▶ Task requirements
**a)** Answer from the rules discussion:
(i) What class and level is Shiera?
(ii) What DC is finally chosen for her Acrobatics check?
(iii) Which defense of the ogre does her kick target?
**b)** List every abbreviation used in the rules discussion, giving each once.
**c)** Pick up the rules discussion where it stops and write the next part.

Not really. The example has an Ogre in it. Last I checked, an Ogre is pretty sentient.



			
				 DMG page 42 said:
			
		

> Example: Shiera the 8th-level rogue wants to try the classic swashbuckling move of swinging on a chandelier and kicking an ogre in the chest on her
> way down to the ground, hoping to push the ogre into the brazier of burning coals behind it. An Acrobatics check seems reasonable.
> This sort of action is exactly the kind of thinking you want to encourage, so you pick an easy DC: The table says DC 15, but it’s a skill check, so make it DC 20. If she makes that check, she gets a hold on the chandelier and swings to the ogre.
> Then comes the kicking. She’s more interested in the push than in dealing any damage with the kick itself, so have her make a Strength attack against the ogre’s Fortitude. If she pulls it off, let her push the ogre 1 square and into the brazier, and find an appropriate damage number.






> I would argue furthermore that the type of action you speak of should be covered by a check against a defense...or an opposing skill (as suggested by most of the skills descriptions in the PHB)... so I think there's a pretty big fallacy in your assumptions being the correct way to interpret how the rules should be used, and in fact still assert that they are confusing and sloppily written/explained.



You mean a skill check vs a defense?



> Side Note: Something I've noticed with 4e is that it's fans are often quick to interpret many of it's ambiguous and/or unclear rules and then act as if that is the only way they could possibly be understood or interpreted... when the answer is more likely the rules really weren't explained or written well.  And even further this is often held up as a strength of 4e.  Now I agree freedom to make rulings is a benefit, but not when the basis to make those rulings on is poorly written and/or explained.

▶ Given entries
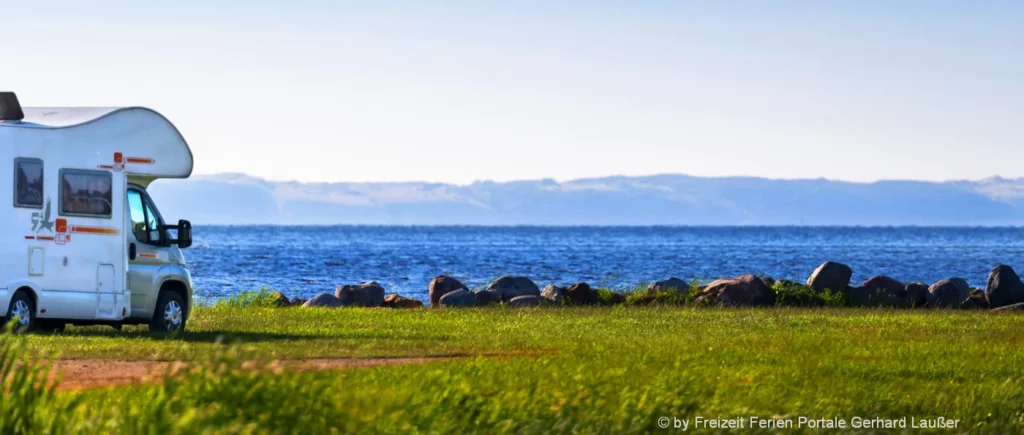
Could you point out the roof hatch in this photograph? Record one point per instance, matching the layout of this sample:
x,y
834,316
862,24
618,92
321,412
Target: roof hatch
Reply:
x,y
9,107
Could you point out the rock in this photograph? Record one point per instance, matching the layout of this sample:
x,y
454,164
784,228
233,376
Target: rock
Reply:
x,y
512,287
886,285
280,300
669,285
487,297
741,291
526,301
1005,287
976,300
368,294
1012,307
581,294
441,286
873,297
832,275
949,293
786,283
616,298
459,298
323,300
553,294
395,301
916,295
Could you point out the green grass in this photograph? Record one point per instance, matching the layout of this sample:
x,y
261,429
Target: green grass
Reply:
x,y
264,298
607,370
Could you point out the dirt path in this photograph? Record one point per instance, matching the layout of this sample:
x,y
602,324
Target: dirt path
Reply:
x,y
86,374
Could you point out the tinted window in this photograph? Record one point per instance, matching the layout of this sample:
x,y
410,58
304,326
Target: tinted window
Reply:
x,y
135,206
85,192
144,220
28,182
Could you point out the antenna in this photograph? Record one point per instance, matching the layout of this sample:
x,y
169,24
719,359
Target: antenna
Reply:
x,y
9,107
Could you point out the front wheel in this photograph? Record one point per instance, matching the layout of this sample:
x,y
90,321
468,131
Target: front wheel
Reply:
x,y
169,315
23,311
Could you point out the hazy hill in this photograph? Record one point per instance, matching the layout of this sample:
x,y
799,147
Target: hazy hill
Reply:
x,y
660,200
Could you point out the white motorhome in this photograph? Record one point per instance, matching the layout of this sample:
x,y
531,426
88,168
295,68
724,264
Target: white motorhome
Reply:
x,y
83,243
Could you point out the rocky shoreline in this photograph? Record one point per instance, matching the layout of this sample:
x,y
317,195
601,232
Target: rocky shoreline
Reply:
x,y
828,285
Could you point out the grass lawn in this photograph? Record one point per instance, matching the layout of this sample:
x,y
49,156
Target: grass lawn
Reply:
x,y
561,368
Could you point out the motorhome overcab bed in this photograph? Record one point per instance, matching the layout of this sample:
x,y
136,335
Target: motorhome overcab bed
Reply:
x,y
83,243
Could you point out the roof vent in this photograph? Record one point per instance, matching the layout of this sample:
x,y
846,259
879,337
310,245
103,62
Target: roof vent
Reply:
x,y
9,109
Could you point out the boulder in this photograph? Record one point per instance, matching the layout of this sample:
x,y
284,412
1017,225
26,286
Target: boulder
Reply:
x,y
487,297
323,300
875,297
786,283
395,301
1005,287
949,293
553,294
886,285
368,294
512,287
741,291
669,285
976,301
1013,307
440,286
616,298
832,275
280,300
459,298
526,301
581,294
916,295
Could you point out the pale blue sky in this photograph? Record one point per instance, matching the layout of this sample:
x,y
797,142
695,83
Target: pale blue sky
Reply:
x,y
461,91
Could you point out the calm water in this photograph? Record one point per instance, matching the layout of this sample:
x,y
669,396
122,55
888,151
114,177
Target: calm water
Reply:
x,y
306,260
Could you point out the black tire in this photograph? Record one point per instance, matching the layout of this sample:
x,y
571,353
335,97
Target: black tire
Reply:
x,y
22,306
169,307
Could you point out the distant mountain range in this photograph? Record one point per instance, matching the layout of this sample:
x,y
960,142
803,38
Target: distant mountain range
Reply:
x,y
656,200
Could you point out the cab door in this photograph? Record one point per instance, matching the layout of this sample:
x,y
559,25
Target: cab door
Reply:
x,y
147,252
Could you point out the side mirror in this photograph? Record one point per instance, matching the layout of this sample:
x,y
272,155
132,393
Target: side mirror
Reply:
x,y
184,233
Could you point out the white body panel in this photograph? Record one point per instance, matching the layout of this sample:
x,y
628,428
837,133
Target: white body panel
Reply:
x,y
77,265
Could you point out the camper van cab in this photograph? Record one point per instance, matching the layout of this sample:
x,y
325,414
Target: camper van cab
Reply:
x,y
83,242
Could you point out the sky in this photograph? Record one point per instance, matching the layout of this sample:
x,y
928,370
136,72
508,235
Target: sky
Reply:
x,y
463,91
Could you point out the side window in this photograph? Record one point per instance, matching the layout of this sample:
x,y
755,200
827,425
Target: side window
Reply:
x,y
152,222
29,183
86,192
137,216
144,220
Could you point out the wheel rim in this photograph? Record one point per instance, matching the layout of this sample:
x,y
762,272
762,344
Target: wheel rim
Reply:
x,y
22,311
172,315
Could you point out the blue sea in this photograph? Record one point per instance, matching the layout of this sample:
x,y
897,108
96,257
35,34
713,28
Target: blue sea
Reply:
x,y
306,260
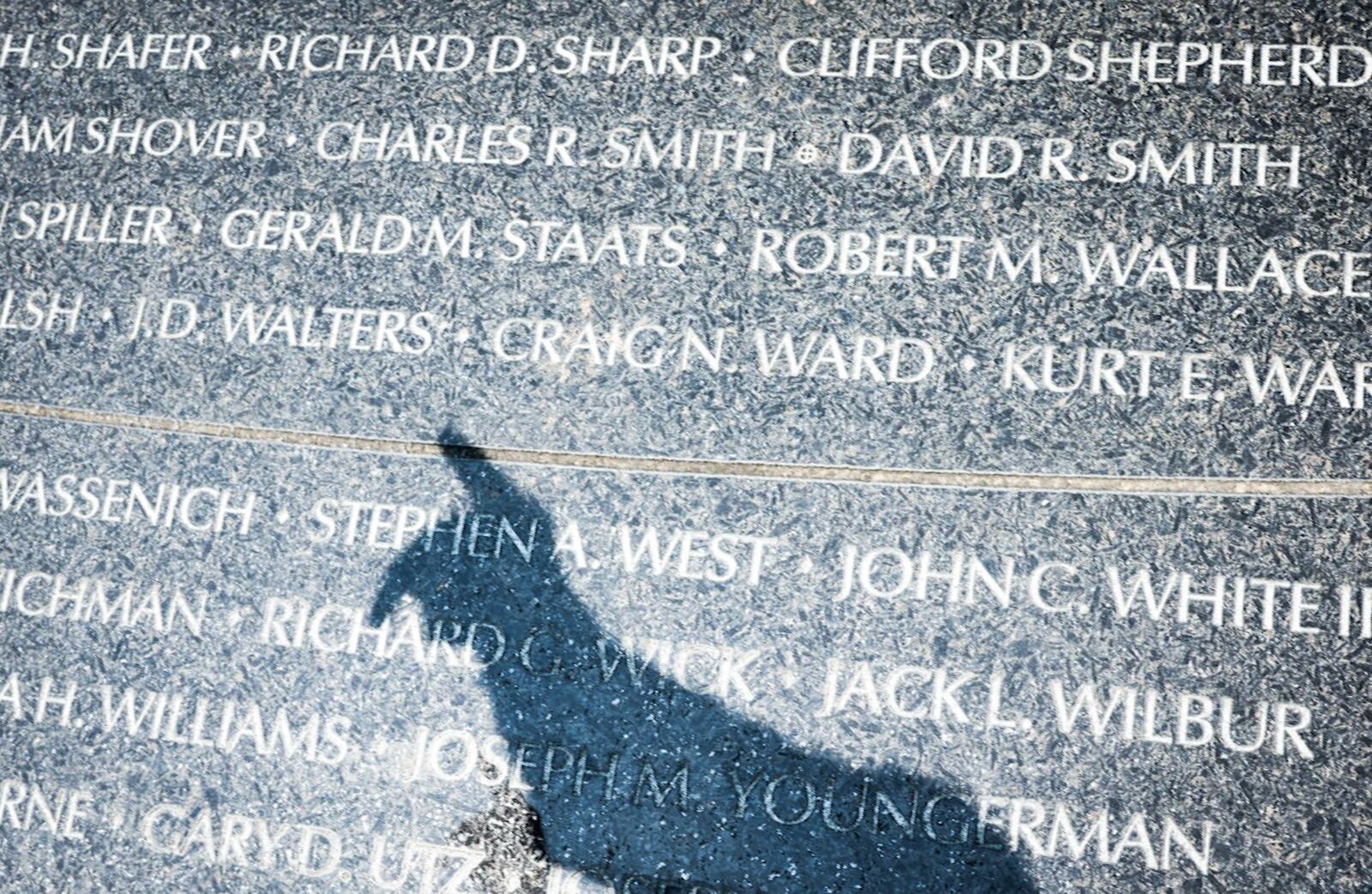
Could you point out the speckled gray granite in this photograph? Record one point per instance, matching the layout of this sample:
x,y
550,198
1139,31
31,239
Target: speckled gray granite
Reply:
x,y
581,395
715,715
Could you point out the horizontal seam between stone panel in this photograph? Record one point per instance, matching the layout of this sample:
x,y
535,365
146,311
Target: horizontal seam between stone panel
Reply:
x,y
784,472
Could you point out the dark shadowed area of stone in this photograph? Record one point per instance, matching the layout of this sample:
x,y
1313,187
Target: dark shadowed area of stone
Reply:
x,y
960,417
574,623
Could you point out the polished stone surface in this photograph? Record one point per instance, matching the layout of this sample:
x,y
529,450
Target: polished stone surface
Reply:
x,y
958,417
701,681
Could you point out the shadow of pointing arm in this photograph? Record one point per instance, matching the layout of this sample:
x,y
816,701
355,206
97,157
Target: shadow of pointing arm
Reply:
x,y
422,571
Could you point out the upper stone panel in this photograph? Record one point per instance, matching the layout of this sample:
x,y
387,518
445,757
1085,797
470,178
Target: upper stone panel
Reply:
x,y
946,236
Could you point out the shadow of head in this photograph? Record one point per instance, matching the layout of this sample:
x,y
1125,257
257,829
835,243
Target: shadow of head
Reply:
x,y
637,781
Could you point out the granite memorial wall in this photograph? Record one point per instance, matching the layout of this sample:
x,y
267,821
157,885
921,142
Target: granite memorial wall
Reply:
x,y
350,354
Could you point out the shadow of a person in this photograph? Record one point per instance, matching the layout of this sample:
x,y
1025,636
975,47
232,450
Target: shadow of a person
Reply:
x,y
647,786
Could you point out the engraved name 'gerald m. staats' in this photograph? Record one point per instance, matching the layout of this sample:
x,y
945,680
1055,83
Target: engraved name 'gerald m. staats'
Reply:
x,y
670,783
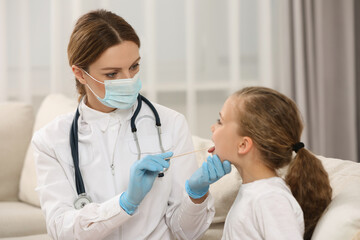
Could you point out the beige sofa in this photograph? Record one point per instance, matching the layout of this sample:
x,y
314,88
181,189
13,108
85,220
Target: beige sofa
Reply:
x,y
21,217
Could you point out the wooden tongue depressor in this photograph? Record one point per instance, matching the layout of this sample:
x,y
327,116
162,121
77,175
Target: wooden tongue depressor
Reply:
x,y
183,154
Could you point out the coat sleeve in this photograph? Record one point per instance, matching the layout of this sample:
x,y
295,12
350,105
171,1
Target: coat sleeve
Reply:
x,y
57,195
186,219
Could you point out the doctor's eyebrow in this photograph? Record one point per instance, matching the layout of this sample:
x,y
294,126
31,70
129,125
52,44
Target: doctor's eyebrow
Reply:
x,y
116,68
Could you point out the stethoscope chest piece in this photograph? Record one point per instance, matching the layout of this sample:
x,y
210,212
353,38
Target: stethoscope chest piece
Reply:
x,y
81,201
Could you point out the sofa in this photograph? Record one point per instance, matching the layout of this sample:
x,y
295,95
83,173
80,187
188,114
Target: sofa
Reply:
x,y
21,216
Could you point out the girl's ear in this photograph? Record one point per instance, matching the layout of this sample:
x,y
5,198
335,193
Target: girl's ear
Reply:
x,y
79,74
245,145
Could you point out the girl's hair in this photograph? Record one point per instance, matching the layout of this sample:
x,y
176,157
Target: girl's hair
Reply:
x,y
273,122
95,32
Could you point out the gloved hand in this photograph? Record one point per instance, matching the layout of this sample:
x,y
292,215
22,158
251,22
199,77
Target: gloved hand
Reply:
x,y
211,171
142,176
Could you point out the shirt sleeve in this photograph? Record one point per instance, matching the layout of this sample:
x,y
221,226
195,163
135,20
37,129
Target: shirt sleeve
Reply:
x,y
277,219
186,219
94,221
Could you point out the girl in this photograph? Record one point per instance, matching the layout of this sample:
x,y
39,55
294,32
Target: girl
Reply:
x,y
258,130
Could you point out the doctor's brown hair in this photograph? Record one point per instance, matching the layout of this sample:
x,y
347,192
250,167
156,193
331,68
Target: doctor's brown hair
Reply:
x,y
273,122
93,33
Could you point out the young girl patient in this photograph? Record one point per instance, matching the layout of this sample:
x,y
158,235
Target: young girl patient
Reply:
x,y
258,131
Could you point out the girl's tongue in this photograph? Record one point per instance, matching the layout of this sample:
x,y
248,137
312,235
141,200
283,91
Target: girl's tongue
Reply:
x,y
211,150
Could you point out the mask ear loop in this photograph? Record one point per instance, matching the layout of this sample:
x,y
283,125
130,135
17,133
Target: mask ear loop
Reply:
x,y
90,87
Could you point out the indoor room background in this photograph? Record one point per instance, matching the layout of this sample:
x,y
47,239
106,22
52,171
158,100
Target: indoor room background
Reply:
x,y
195,53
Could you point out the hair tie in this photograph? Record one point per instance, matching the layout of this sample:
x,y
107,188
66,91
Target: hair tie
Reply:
x,y
298,146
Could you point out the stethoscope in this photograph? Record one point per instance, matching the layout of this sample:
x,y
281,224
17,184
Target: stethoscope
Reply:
x,y
83,198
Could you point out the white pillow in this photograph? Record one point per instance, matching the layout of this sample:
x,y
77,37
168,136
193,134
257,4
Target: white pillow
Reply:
x,y
341,220
223,191
52,106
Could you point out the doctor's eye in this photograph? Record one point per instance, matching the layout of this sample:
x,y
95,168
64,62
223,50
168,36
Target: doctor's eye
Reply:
x,y
135,66
111,75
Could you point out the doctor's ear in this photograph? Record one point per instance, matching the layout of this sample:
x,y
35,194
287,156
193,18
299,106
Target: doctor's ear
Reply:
x,y
79,74
245,145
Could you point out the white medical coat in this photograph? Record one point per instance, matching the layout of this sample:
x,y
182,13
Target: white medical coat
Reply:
x,y
165,213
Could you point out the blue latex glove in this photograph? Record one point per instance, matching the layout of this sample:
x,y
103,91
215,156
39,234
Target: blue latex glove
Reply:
x,y
142,176
211,171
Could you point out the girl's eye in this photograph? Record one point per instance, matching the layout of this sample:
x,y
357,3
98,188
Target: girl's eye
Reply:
x,y
110,75
135,66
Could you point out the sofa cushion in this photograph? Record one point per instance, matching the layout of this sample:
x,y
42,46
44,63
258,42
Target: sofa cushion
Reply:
x,y
30,237
341,220
20,219
15,134
52,106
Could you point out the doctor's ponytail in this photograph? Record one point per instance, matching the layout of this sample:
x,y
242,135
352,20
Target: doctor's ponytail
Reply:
x,y
273,122
93,33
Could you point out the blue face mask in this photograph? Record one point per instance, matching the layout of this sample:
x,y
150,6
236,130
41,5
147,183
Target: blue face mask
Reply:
x,y
119,93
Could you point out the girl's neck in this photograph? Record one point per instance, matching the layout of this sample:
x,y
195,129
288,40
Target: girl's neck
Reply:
x,y
254,170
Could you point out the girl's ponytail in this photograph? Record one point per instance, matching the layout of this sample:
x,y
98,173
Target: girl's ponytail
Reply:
x,y
274,123
310,185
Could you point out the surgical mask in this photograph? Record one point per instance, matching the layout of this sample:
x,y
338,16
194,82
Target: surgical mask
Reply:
x,y
119,93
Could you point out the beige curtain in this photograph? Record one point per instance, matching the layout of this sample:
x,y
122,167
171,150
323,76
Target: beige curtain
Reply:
x,y
321,43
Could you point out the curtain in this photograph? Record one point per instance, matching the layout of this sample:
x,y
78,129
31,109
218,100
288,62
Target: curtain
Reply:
x,y
321,40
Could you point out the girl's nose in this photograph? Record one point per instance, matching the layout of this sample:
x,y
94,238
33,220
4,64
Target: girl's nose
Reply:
x,y
126,74
212,128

▶ Solved tasks
**a)**
(i) She is an 8th-level rogue.
(ii) DC 20.
(iii) The ogre's Fortitude.

**b)** DMG, DC, PHB, 4e

**c)**
I think this is just human nature. If you like something, you will have a tendency to look at it more favorably and in a better light than something you do not like. Again, I never claimed 4e to be perfect. I merely find it (flaws and all) vastly better for me than any of the previous editions.



> EDIT:  Also in the Acrobatics example...stunts actually get harder as you go up in level, not easier.  So the somersault to the top of the pit trick starts out with a DC that's roughly the same as balancing on a ledge...yet as you get better and higher level it becomes harder to pull off, yet balancing on the ledge stays the same...This is where that disconnect takes place for me...NOT because I see the nuts and bolts, but because the nuts and bolts don't make sense.



I am sorry. Where in the PHB does it say that under Acrobatic Stunts? I can't seem to find the paragraph in question.

Cheers


----------



## Truename (Jan 3, 2009)

> I'm going to succumb to my snarkiness and point that while page 23 says: "Sometimes realism is a matter of very small details. If two wooden doors appear to be exactly the same, but one requires a DC 16 Strength check to break through and the other one requires a DC 20 check, the world feels arbitrary and inconsistent."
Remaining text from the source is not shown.